Monday, November 3, 2008

Hope.


Picture taken at Disneyland Paris.

Real Love

"If you really love her, you will let her go." - Fairy Godmother, Shrek II

Well this soppy quote never made much sense to me. But once you've actually experienced it for yourself, you won't have to worry about never having had real love. Because, THAT QUOTE, my friend, is truly what love is about.

Long story short, minus all the sobbing and drama, my ex-boyfriend is now going out with one of my friends. Just shoot me now, why don't you? Anyway, there's always been something lingering on between us, refusing to go, even after we broke up. Either that, or I'm a wuss and it's all my imagination. But I highly doubt. He said he would, and I quote, "Wait".

Yes, yes, romantically enough he said he would wait. And I kept him to that, because I trusted in his word. Although consequences have guided me to make the right choice in stopping this relationship, there is a side to it that glows with hope.

Hope isn't whether it will happen or not in the end and so we only keep hoping if it could turn out how we want it to be. Hope is sticking to what you believe in, no matter how unstable or unlikely it may be. This is why it's called Hope. This is why it keeps people going. Hoping. Searching.

So he might have as well written "WAIT" on a large piece of pink scented paper and then torn it up and put it in the recycling bin, because that's exactly how it felt.

My trusty comrades encourage me to avenge myself, or at least be angry. But I cannot. I simply cannot. Love doesn't stop blossoming when it becomes a one way process. Yes, thorns and thistles may spring up along the way, but love is stronger. Love prevails.

This may sound like it belongs on a Hallmark card somewhere, but really, I love him. Maybe not as much as I used to, but I feel like separation has caused it to burn steadily, a flame in the cold winter wind.

So if this is how he wants it to be, if he's really happy with this arrangement, so be it. He has moved on, and so should I.

Tuesday, September 30, 2008

Choices

The choices we make all really depend on us.
God has given us the gift of free will.

People think that because of certain unfortunate circumstances, our choices are made for us.
No, these circumstances are only the influence.
What really matters at the end of the day is the decision we make.

### [STATED GOAL 1]
Retype the dataset entries, starting at the line that contains "Wildlife-survey input: mark every instance of the grass" and stopping after the line that contains "point(783, 517)".
The blog post and the dataset entries are unrelated to each other.

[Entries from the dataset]
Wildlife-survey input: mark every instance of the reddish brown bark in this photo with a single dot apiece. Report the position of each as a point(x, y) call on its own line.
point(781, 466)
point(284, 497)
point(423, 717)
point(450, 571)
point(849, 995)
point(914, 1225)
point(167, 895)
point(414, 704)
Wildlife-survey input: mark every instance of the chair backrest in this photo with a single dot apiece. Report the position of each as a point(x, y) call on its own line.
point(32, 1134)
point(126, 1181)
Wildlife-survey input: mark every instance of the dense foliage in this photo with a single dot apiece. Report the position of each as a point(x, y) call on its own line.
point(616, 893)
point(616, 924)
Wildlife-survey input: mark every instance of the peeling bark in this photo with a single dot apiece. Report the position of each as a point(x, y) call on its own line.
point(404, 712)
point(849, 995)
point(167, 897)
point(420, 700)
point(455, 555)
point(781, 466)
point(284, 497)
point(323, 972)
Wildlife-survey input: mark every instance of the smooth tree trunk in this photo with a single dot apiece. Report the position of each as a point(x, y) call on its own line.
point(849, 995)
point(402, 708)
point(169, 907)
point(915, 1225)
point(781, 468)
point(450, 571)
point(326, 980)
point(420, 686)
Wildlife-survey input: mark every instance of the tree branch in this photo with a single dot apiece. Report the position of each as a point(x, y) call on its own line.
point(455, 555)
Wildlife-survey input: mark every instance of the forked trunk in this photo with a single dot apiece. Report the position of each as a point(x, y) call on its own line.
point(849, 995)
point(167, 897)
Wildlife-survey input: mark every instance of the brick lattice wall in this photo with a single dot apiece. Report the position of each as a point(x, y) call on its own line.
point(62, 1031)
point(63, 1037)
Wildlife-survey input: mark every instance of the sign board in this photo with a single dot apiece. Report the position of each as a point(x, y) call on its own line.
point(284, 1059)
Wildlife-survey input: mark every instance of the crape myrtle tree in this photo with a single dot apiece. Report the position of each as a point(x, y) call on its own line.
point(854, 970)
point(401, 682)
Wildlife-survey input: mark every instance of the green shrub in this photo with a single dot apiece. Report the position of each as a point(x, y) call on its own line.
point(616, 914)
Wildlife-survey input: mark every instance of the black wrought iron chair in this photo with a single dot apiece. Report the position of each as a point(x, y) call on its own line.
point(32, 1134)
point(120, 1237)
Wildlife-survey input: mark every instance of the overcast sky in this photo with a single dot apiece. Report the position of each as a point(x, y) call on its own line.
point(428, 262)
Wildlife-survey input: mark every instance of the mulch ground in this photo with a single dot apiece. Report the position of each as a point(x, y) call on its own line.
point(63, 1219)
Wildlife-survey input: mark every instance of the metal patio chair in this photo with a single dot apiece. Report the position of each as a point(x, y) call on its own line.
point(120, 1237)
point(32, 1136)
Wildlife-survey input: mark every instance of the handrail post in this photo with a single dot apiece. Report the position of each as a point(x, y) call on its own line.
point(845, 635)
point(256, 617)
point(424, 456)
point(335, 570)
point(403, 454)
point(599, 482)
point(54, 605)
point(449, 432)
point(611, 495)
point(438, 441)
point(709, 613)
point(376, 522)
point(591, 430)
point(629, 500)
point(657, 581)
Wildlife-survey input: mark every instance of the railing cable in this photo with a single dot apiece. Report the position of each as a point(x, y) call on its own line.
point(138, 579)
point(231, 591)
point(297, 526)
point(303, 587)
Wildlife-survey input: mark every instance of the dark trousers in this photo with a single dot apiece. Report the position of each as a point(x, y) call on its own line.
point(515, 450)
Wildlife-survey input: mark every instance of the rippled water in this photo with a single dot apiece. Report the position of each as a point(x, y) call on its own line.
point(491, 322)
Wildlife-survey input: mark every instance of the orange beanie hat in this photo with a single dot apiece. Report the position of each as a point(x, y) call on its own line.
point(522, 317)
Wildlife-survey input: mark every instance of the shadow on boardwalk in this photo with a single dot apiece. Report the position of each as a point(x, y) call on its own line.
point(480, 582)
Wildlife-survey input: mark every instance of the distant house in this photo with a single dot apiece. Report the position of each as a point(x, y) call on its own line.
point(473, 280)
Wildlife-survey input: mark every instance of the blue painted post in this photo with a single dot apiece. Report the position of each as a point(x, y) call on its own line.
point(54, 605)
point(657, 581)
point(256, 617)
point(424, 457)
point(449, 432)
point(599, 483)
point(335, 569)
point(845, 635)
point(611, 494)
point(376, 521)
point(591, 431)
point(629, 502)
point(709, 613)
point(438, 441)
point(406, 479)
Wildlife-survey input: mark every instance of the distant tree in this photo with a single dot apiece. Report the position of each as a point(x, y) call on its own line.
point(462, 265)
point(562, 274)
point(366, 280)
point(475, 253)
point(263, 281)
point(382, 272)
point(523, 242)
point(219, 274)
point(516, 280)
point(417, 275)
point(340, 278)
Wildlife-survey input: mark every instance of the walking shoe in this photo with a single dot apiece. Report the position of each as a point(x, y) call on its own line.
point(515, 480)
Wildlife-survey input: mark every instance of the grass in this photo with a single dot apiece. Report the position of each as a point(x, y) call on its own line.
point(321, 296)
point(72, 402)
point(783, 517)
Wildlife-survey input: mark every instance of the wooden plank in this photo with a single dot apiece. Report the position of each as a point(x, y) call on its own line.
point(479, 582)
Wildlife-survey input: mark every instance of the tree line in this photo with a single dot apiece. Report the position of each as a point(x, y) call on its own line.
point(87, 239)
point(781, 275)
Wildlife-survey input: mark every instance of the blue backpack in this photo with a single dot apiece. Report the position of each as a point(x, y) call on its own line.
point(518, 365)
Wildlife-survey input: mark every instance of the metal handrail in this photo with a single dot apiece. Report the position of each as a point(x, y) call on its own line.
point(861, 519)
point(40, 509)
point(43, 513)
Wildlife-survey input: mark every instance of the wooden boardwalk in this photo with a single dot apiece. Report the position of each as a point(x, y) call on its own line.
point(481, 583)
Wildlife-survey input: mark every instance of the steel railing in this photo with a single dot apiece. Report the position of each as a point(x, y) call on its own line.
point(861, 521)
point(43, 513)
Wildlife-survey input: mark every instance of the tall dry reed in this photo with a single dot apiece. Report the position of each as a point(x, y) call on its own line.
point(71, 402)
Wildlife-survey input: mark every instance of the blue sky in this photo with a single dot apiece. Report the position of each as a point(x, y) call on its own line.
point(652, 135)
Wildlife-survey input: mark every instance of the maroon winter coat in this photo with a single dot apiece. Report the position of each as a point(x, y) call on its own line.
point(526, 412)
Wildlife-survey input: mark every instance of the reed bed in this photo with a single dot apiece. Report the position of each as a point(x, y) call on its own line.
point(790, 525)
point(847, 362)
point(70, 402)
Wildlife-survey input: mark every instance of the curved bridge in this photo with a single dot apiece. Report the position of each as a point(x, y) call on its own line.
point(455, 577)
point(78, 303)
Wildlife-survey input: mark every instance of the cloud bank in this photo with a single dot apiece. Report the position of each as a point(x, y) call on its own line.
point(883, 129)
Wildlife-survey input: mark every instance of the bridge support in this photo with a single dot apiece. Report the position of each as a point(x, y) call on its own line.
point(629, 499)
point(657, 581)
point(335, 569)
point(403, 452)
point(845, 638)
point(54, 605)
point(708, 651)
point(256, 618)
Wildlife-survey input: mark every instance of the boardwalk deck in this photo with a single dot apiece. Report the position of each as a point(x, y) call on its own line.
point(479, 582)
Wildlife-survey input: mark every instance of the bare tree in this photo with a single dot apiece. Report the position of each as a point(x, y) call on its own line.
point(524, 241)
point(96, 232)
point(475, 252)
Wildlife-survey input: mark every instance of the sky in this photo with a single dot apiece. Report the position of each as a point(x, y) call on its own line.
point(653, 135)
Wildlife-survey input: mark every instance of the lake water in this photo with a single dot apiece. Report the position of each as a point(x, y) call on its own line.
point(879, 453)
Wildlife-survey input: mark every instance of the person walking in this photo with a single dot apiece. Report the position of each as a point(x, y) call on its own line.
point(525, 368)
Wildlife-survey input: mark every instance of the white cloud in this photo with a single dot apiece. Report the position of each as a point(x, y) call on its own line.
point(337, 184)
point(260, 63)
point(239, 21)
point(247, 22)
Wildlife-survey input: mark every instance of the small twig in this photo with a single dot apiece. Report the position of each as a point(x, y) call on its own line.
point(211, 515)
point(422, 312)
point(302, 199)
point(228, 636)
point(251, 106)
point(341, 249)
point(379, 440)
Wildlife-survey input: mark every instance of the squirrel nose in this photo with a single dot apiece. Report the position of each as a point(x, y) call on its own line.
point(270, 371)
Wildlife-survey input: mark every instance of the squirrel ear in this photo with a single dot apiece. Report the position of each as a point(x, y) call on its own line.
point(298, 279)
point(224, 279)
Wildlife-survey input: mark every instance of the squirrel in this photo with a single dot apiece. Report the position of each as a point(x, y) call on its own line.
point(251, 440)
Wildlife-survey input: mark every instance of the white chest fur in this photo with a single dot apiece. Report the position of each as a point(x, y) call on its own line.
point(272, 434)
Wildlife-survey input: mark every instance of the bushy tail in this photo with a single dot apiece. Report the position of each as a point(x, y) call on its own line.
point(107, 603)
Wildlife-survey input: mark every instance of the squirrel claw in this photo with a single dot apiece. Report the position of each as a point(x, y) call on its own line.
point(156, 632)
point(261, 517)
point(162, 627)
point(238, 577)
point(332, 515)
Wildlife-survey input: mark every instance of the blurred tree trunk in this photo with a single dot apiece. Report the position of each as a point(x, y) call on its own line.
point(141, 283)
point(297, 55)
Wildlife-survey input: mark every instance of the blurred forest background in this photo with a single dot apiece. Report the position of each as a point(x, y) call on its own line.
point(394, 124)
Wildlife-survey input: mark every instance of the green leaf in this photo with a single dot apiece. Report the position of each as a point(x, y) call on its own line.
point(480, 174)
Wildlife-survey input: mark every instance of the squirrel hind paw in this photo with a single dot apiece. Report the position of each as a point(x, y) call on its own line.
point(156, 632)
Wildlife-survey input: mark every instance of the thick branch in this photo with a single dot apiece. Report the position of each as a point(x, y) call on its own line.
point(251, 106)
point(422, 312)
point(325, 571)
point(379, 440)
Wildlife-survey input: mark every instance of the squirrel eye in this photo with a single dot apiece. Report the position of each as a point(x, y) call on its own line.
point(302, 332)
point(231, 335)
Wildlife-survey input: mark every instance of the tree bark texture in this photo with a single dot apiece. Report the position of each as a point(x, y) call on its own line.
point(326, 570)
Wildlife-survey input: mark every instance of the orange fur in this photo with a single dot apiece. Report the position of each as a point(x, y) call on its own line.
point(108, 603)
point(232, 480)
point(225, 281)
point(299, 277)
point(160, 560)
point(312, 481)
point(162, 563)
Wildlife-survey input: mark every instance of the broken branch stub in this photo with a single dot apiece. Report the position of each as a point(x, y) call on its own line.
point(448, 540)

### [STATED GOAL 2]
Echo the blog post word for word, starting at the words "Hope isn't whether" and stopping after the words "going. Hoping. Searching.".

### [FULL SOLUTION 1]
Wildlife-survey input: mark every instance of the grass in this photo with a single dot apiece. Report the position of each as a point(x, y) call on its own line.
point(321, 296)
point(72, 402)
point(783, 517)

### [FULL SOLUTION 2]
Hope isn't whether it will happen or not in the end and so we only keep hoping if it could turn out how we want it to be. Hope is sticking to what you believe in, no matter how unstable or unlikely it may be. This is why it's called Hope. This is why it keeps people going. Hoping. Searching.